▶ GIVEN PROBLEM:
Please write out the complete listing that follows, exactly as it reads.

===== INFORMATION PROVIDED

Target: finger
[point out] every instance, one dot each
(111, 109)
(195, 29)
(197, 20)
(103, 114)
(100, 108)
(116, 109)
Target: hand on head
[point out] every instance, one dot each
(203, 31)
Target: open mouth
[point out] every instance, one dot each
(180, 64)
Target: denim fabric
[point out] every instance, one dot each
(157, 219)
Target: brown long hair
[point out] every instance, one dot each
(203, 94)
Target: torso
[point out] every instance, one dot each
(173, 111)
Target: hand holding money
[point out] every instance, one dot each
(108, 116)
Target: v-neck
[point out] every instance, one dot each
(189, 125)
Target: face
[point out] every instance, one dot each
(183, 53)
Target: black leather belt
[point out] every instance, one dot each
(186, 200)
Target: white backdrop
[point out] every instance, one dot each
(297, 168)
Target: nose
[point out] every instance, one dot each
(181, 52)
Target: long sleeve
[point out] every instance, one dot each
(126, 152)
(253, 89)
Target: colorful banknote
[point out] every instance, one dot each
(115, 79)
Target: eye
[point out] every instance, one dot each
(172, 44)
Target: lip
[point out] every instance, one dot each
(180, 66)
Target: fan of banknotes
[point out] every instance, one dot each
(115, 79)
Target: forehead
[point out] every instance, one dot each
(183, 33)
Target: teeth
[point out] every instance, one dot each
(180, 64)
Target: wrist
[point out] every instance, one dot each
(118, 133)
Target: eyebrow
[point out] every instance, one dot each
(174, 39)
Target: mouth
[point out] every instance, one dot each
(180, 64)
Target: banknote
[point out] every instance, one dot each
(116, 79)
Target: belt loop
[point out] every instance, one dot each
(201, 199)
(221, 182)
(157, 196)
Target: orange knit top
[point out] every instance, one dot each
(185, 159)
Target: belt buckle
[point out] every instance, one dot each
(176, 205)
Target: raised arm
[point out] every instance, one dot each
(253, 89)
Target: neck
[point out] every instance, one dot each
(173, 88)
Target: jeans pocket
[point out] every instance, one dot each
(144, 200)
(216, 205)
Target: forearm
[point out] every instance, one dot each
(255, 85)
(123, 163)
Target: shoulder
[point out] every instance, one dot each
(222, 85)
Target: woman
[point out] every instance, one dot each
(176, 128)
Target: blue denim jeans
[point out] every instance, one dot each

==========

▶ EXERCISE RESPONSE:
Target: finger
[point out] every instance, one dot each
(111, 109)
(195, 29)
(197, 20)
(103, 114)
(100, 108)
(116, 109)
Target: hand on head
[point out] every instance, one dot each
(203, 31)
Target: open mouth
[point out] every instance, one dot each
(180, 64)
Target: denim fabric
[point out] every instance, one dot each
(157, 219)
Target: brown long hair
[point out] every instance, one dot each
(203, 94)
Target: torso
[point out] every instance, one dot each
(173, 111)
Target: hand holding money
[point out] every instance, one dot each
(108, 116)
Target: v-neck
[point out] every instance, one dot each
(189, 125)
Target: face
[point out] every instance, one dot each
(183, 53)
Target: black leather belt
[point out] every instance, one dot each
(186, 200)
Target: white backdrop
[point out] every instance, one dot each
(297, 168)
Target: nose
[point out] every instance, one dot each
(181, 52)
Target: long sleeve
[point out] every instance, one dot each
(126, 152)
(253, 89)
Target: colorful banknote
[point out] every instance, one dot each
(115, 79)
Target: eye
[point out] every instance, one dot each
(172, 44)
Target: lip
[point out] every instance, one dot each
(180, 66)
Target: fan of banknotes
[point out] every instance, one dot each
(115, 79)
Target: forehead
[point out] every instance, one dot each
(183, 33)
Target: teeth
[point out] every instance, one dot each
(180, 64)
Target: wrist
[point out] every instance, one dot each
(118, 133)
Target: eyebrow
[point out] every instance, one dot each
(174, 39)
Target: mouth
[point out] every instance, one dot each
(180, 64)
Target: banknote
[point out] every instance, one dot each
(116, 79)
Target: belt loop
[point out] every instance, one dot each
(201, 199)
(221, 182)
(157, 196)
Target: orange knit top
[point out] every instance, one dot each
(185, 159)
Target: belt buckle
[point out] every instance, one dot each
(176, 205)
Target: raised arm
[point out] every instance, one dot each
(253, 89)
Target: neck
[point out] every instance, one dot each
(173, 88)
Target: jeans pocket
[point out] every instance, one dot each
(144, 200)
(216, 205)
Target: forearm
[point out] every instance, one dot each
(255, 85)
(123, 163)
Target: shoulder
[point out] every instance, one dot each
(222, 85)
Target: woman
[point out] every instance, one dot each
(176, 128)
Target: blue denim jeans
[point out] every instance, one dot each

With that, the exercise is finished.